_YOUR GOAL:_
Each line from the one containing "Pin every instance of the chair backrest" to the end of the entries below must be restated exactly, and no other line should appear.

======== GIVEN RECORDS

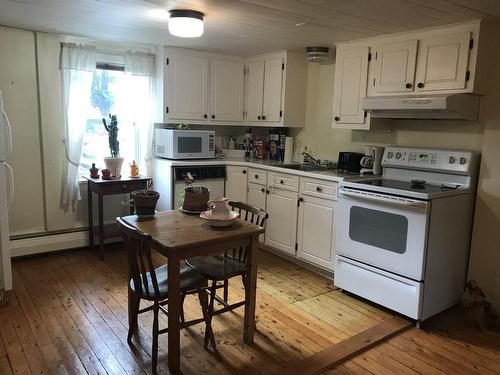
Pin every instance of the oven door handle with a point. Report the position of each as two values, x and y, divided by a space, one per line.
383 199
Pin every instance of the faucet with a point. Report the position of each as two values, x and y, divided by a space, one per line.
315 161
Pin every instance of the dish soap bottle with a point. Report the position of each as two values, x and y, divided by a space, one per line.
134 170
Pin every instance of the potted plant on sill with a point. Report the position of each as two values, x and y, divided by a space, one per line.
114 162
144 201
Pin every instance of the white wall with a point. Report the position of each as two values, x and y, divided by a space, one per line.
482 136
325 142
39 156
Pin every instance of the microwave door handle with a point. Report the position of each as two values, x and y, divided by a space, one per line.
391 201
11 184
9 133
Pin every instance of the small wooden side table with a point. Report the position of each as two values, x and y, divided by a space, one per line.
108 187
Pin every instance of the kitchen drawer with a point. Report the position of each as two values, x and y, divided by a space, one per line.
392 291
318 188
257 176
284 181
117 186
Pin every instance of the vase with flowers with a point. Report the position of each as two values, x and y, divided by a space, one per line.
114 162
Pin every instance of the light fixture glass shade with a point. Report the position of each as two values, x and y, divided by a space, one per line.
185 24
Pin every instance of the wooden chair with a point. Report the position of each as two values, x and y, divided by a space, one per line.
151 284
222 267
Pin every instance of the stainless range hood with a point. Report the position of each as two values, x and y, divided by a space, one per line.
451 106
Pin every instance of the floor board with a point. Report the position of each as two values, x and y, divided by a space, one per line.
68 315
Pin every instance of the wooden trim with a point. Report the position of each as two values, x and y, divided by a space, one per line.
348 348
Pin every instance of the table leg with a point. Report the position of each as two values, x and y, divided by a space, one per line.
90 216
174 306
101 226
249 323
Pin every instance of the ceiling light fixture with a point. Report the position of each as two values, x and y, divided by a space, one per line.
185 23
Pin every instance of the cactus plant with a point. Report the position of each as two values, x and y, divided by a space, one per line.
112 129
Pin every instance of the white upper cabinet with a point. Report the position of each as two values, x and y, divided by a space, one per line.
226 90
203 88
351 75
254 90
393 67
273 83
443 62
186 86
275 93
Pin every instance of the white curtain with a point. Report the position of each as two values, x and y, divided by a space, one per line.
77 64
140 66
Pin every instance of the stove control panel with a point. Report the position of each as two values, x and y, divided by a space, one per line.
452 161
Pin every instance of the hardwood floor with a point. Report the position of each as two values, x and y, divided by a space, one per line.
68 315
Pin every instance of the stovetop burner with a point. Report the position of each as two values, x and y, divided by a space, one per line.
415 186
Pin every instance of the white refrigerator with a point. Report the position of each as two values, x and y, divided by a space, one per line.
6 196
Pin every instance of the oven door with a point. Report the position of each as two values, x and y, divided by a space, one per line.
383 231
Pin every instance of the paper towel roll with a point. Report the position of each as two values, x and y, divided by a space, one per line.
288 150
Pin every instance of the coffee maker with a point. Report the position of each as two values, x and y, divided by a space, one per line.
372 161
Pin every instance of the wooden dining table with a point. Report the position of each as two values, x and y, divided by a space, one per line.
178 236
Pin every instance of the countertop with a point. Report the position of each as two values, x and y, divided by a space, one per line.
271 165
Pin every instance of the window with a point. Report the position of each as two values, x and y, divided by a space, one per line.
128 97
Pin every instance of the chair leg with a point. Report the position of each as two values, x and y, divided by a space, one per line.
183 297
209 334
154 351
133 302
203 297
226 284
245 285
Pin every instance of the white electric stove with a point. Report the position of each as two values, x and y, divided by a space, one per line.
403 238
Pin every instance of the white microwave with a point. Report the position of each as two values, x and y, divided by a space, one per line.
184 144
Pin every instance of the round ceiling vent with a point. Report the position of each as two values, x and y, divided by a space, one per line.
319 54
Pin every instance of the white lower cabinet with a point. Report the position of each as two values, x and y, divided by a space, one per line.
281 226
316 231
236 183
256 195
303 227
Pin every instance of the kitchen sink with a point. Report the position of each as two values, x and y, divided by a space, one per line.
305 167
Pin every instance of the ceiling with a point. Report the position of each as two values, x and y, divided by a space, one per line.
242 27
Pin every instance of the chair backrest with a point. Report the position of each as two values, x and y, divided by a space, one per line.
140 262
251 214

================

_ANSWER BOX:_
Pin every instance of the chair backrest with a point. Report the position of each as two values, x and y, divided by a space, one per line.
140 262
251 214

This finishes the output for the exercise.